__Required action__
Only one stretch of the data below is wanted: the lines starting at the one with "box: [17, 208, 82, 409]" and ending at the one with "positive clicks: (27, 693) (0, 803)", both included, given again exactly.

________________________

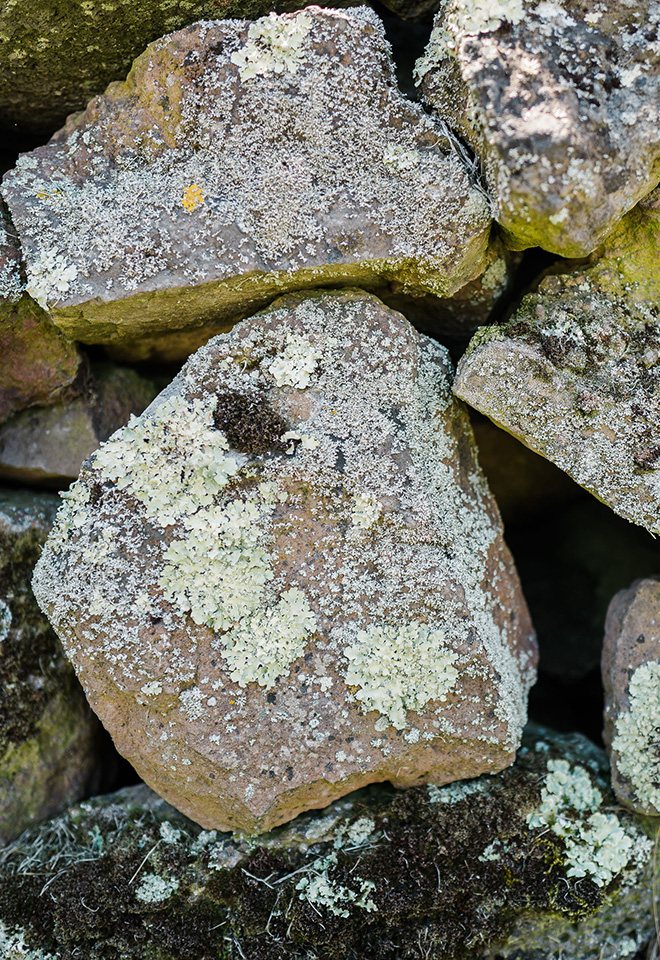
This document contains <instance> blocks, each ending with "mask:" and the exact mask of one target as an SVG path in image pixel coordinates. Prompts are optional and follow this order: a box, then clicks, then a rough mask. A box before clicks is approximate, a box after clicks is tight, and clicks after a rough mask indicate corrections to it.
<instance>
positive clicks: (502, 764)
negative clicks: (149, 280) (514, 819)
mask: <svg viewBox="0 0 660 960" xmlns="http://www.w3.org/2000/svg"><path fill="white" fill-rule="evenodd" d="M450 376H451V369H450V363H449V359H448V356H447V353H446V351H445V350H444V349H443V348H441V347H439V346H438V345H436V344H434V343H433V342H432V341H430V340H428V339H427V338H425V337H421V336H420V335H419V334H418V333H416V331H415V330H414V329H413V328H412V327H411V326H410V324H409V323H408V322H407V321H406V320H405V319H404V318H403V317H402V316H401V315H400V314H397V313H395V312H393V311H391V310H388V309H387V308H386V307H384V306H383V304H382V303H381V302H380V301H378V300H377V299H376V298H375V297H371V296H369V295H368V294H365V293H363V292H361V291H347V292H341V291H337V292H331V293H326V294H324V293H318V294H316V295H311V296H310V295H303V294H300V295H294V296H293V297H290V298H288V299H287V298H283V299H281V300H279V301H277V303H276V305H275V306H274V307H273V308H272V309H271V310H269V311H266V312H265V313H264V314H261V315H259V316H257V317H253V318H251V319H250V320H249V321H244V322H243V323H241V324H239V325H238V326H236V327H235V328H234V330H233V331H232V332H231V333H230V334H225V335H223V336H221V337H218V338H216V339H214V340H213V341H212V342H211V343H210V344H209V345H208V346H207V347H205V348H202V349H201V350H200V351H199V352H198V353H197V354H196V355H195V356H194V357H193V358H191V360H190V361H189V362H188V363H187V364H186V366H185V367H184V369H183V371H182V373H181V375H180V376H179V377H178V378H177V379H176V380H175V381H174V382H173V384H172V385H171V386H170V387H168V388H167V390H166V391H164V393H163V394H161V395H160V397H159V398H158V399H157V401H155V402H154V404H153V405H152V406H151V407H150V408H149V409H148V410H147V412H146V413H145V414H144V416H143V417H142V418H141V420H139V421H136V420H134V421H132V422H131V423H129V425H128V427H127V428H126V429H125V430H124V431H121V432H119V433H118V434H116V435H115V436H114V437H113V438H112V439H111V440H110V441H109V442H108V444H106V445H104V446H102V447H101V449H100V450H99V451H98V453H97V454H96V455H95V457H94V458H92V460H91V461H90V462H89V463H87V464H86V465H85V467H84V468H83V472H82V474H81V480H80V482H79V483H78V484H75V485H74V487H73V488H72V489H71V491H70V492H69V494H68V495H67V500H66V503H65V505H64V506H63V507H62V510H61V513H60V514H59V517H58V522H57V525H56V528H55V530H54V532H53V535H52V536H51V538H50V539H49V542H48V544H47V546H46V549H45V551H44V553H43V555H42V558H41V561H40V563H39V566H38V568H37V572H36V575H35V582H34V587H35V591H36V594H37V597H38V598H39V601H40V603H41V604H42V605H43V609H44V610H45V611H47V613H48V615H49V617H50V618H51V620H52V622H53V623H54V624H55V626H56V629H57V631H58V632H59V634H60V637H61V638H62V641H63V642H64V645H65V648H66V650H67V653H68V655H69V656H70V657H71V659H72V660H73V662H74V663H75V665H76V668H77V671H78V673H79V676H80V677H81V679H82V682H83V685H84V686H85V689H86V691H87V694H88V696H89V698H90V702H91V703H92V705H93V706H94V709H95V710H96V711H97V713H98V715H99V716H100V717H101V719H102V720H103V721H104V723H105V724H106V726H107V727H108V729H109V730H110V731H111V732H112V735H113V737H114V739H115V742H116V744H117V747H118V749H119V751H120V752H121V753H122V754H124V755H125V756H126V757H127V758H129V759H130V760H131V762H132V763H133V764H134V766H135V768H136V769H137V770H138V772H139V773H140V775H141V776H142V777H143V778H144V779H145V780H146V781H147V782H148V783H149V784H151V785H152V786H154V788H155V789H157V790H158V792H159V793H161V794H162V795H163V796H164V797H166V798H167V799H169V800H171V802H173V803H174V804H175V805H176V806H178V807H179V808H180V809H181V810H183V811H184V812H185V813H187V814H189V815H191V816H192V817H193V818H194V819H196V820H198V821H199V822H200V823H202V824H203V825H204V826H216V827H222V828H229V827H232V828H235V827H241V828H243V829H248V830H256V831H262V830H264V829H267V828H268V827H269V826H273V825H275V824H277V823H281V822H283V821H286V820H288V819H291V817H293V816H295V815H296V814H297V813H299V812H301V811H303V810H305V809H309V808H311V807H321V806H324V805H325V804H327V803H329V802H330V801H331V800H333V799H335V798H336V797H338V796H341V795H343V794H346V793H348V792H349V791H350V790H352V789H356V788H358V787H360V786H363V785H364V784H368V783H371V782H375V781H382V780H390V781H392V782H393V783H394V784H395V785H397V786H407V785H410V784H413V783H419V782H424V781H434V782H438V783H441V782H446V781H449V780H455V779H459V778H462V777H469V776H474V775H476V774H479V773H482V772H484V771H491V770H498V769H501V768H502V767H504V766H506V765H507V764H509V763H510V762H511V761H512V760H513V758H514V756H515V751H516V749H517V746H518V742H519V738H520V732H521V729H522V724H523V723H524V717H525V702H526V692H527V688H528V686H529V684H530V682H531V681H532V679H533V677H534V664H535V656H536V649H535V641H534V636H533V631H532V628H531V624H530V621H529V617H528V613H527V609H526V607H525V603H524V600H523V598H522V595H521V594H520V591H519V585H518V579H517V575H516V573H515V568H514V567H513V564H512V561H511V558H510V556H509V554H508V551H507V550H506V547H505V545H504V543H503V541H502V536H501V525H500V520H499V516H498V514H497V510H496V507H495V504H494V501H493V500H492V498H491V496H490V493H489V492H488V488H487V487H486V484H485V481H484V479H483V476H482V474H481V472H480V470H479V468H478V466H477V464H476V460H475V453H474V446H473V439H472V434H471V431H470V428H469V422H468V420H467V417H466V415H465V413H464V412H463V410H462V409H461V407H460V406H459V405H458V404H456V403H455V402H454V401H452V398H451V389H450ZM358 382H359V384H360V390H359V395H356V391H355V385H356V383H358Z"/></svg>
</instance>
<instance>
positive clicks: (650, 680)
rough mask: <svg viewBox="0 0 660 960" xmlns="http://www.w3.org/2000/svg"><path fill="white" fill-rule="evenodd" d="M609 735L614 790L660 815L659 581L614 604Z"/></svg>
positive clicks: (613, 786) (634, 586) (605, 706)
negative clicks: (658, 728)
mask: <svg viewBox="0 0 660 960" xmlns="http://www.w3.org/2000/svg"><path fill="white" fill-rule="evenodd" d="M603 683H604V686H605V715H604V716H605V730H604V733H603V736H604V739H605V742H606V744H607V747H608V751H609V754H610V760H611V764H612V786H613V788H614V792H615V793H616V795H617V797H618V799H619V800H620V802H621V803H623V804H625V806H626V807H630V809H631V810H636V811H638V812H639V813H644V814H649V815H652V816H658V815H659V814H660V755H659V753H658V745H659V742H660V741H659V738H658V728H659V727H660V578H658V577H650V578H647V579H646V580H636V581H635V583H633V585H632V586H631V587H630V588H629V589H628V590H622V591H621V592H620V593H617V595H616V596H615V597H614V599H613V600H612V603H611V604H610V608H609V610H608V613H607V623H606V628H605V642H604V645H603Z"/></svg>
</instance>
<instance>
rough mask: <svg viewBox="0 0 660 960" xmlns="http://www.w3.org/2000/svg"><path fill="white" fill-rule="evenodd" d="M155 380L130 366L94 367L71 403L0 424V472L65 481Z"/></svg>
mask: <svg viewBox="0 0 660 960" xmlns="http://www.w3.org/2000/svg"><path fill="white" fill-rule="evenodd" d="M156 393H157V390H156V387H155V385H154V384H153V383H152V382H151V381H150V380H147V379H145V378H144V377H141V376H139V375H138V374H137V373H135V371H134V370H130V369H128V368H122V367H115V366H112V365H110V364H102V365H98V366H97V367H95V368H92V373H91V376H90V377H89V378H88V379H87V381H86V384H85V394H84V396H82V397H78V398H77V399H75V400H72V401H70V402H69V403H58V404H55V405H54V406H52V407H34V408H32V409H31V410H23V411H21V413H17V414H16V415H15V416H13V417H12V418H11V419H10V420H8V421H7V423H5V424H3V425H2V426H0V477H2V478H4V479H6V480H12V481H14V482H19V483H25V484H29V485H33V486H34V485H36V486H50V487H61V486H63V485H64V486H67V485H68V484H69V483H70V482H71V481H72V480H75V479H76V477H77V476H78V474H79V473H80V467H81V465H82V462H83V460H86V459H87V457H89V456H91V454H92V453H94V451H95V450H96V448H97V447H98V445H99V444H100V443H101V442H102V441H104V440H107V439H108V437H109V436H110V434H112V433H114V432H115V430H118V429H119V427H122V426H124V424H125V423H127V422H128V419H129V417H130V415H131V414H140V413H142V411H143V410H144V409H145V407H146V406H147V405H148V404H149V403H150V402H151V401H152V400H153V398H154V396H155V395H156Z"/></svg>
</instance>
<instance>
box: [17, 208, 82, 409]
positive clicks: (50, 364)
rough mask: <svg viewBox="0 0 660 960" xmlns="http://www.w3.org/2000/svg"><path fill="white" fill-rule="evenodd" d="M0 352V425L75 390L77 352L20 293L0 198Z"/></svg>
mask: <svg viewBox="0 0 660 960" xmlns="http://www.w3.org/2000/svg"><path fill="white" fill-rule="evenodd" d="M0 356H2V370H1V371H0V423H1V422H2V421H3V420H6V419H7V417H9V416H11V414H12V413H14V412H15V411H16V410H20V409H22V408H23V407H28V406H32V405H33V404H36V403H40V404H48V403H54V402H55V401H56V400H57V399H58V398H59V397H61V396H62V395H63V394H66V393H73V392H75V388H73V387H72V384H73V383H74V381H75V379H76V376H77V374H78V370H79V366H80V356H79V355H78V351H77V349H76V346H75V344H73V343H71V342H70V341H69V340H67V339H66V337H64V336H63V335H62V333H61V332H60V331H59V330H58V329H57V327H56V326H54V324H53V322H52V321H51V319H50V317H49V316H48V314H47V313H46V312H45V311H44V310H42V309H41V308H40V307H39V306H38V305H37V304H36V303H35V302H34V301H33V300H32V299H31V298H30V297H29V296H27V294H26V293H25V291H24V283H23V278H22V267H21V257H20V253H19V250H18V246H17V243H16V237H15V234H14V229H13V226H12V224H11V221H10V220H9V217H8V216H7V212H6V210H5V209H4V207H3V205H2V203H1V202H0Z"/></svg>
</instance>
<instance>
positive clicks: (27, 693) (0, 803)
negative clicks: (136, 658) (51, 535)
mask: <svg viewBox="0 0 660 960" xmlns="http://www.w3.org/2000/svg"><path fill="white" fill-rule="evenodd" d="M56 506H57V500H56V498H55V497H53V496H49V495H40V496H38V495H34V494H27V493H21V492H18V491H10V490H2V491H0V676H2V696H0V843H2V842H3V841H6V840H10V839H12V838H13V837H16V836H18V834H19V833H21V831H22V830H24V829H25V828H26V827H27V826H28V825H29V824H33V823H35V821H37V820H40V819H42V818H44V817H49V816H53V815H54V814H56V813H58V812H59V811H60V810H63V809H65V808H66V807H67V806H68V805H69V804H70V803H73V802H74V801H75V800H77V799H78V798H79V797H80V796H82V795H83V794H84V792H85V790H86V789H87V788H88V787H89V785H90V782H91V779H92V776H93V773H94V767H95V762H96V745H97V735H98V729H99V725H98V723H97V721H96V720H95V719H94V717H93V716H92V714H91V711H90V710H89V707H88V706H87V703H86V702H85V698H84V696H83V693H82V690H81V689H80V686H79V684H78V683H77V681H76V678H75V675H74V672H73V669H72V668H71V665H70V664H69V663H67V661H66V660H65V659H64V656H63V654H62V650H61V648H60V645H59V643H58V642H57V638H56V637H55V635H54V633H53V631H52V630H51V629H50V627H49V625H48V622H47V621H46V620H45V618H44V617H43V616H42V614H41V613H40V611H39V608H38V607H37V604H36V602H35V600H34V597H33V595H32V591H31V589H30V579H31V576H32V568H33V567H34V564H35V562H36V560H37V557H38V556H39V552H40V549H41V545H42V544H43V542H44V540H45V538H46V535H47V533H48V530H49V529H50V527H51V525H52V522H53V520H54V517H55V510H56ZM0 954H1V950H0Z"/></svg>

________________________

__Output for this exercise__
box: [17, 208, 82, 409]
positive clicks: (50, 364)
rough mask: <svg viewBox="0 0 660 960" xmlns="http://www.w3.org/2000/svg"><path fill="white" fill-rule="evenodd" d="M0 352V425L75 390L77 352L20 293L0 198Z"/></svg>
mask: <svg viewBox="0 0 660 960" xmlns="http://www.w3.org/2000/svg"><path fill="white" fill-rule="evenodd" d="M0 356H2V370H1V371H0V423H1V422H2V421H3V420H6V419H7V417H9V416H11V414H12V413H14V412H15V411H16V410H20V409H22V408H23V407H28V406H32V405H33V404H36V403H40V404H48V403H54V402H55V401H56V400H57V399H58V398H59V397H61V396H62V395H63V394H66V393H73V392H75V388H73V387H72V384H73V383H74V381H75V379H76V376H77V374H78V370H79V366H80V356H79V355H78V351H77V349H76V346H75V344H73V343H71V342H70V341H69V340H67V339H66V337H64V336H63V335H62V333H61V332H60V331H59V330H58V329H57V327H56V326H54V324H53V322H52V321H51V319H50V317H49V316H48V314H47V313H46V312H45V311H44V310H42V309H41V308H40V307H39V306H38V305H37V304H36V303H35V302H34V301H33V300H32V299H31V298H30V297H29V296H27V294H26V293H25V291H24V283H23V278H22V267H21V257H20V253H19V250H18V246H17V243H16V237H15V234H14V229H13V226H12V224H11V221H10V220H9V217H8V216H7V212H6V210H5V209H4V207H3V205H2V203H1V202H0Z"/></svg>
</instance>
<instance>
positive clicks: (27, 693) (0, 803)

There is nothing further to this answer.